Stated problem: Transcribe only the part of the listing below that begins at the line containing "of the distant" and runs to its final line, keeping both ends.

Listed records:
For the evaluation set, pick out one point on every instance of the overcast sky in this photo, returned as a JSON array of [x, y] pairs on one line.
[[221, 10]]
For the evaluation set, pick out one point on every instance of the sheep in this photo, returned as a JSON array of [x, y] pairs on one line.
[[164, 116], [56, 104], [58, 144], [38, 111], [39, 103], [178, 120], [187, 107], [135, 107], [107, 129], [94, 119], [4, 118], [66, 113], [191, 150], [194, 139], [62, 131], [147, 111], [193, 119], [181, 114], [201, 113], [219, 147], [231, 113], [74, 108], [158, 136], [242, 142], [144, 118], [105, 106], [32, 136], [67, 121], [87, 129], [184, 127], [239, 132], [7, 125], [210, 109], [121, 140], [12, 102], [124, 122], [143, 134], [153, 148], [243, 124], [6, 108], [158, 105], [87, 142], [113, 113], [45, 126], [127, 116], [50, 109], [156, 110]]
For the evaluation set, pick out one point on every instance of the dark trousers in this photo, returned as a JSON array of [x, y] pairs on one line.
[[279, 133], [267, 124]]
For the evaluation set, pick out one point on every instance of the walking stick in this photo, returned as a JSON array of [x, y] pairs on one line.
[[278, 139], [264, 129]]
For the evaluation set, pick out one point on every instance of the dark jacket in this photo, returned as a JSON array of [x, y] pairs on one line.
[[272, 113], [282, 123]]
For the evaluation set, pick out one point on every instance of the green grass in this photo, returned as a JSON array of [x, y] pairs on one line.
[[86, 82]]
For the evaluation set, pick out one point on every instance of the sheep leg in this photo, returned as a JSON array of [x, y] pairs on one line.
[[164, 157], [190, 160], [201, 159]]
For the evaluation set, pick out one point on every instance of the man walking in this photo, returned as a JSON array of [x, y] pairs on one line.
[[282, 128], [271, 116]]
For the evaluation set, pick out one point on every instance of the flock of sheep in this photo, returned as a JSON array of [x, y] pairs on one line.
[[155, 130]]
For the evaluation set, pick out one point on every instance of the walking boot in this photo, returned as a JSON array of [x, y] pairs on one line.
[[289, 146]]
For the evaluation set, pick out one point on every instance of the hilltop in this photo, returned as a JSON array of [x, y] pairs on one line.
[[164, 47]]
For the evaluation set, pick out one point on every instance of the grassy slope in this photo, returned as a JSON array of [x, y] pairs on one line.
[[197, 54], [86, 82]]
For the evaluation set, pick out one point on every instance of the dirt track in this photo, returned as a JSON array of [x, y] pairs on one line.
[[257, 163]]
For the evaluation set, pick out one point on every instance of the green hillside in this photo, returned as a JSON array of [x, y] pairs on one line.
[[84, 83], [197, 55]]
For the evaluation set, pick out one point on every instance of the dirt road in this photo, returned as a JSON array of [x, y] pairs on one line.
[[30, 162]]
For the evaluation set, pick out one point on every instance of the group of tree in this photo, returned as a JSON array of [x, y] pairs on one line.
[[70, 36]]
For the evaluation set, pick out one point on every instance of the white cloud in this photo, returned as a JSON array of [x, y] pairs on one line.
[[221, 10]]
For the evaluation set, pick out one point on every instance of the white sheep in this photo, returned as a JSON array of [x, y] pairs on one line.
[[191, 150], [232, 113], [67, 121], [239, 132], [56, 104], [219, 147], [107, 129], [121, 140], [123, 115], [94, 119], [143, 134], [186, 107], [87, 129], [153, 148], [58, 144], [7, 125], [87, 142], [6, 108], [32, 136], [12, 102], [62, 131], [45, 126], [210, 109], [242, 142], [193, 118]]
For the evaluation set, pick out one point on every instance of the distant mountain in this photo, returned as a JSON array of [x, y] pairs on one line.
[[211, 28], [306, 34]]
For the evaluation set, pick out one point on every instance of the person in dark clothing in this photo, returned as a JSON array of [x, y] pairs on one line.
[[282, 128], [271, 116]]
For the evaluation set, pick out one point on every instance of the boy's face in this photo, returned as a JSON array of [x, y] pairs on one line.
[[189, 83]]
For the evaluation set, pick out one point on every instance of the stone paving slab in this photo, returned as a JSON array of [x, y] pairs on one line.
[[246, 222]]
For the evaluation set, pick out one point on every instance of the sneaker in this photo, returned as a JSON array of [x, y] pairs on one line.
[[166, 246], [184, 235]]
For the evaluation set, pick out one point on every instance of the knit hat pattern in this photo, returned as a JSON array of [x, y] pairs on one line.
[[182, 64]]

Solution to the exercise:
For the evaluation set, pick out one point on every instance of the distant mountain in this photo, returned as a JSON array of [x, y] pairs on one line.
[[211, 28], [306, 34]]
For the evaluation set, pick out one point on every instance of the person in dark clothing in this photo, returned as a JSON array of [x, y] pairs on one line.
[[282, 128], [271, 116]]
For the evaluation set, pick out one point on every instance of the boy's face in this photo, returned as a JSON array of [x, y] pairs on one line.
[[189, 83]]
For the evaluation set, pick out one point on every instance of the stone paving slab in this photo, returned as a JSON array of [x, y] pairs on one line.
[[246, 222]]
For the evaluation set, pick out one point on every instance of the sneaker in this photo, returned as a JSON array of [x, y] pairs on one line.
[[166, 246], [184, 235]]
For the evaluation set, pick out one point on every instance of the knit hat pattern in this photo, returned as a JSON array of [x, y] pairs on one line.
[[182, 64]]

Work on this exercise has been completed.